→ **WHAT YOU NEED TO DO**
Pictures aside, each record should be reproduced exactly.

━━━━━ EXCERPTED DATA

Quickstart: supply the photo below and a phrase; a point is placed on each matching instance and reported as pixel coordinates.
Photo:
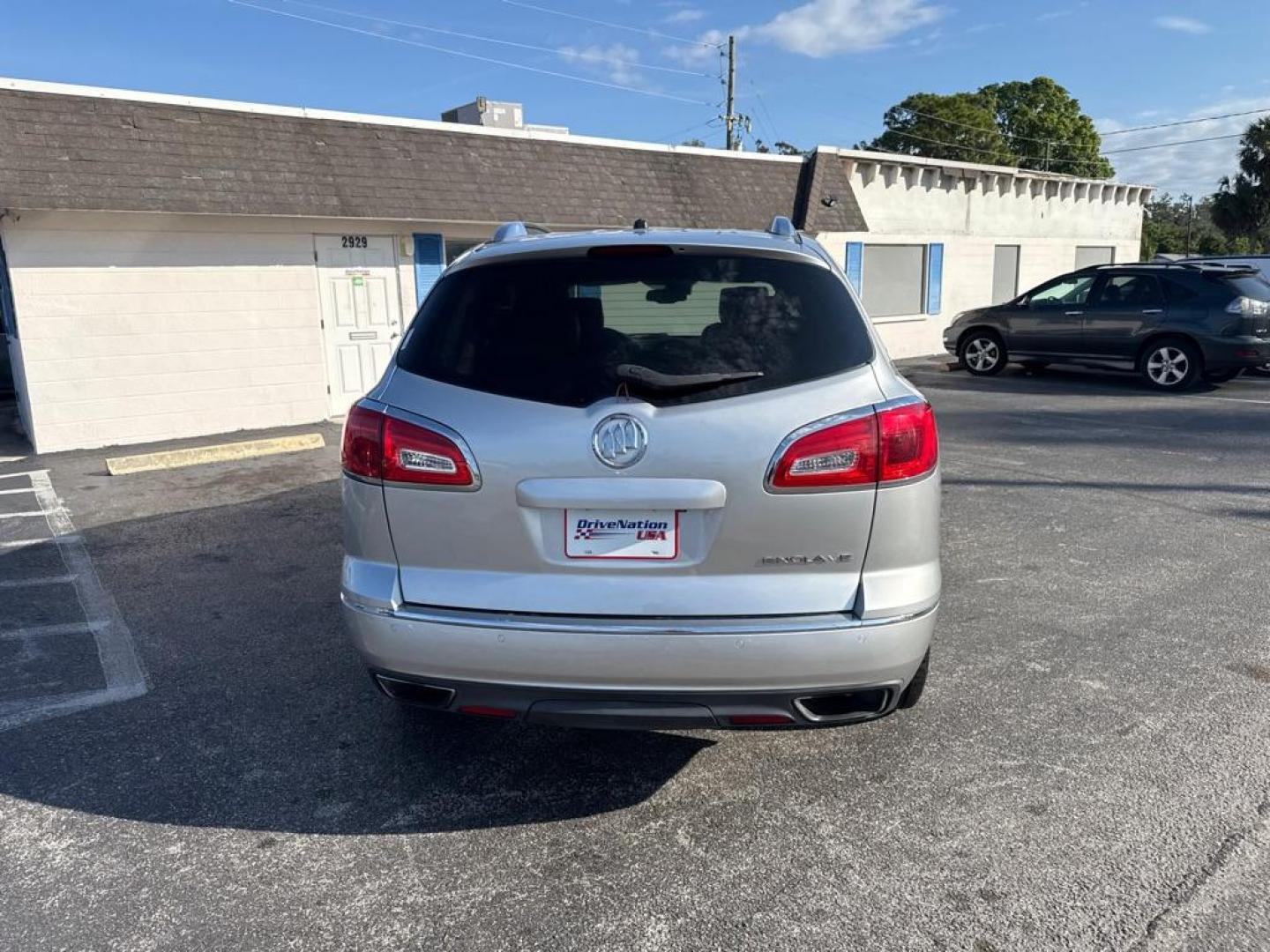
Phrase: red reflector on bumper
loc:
(758, 720)
(482, 711)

━━━━━━━━━━

→ **TASK RESULT**
Quickstart: supply the photo below and a phrase; a point is placed on each matching instance and reported as pixel coordinates.
Photo:
Phrase: red reflector on bumper
loc:
(758, 720)
(482, 711)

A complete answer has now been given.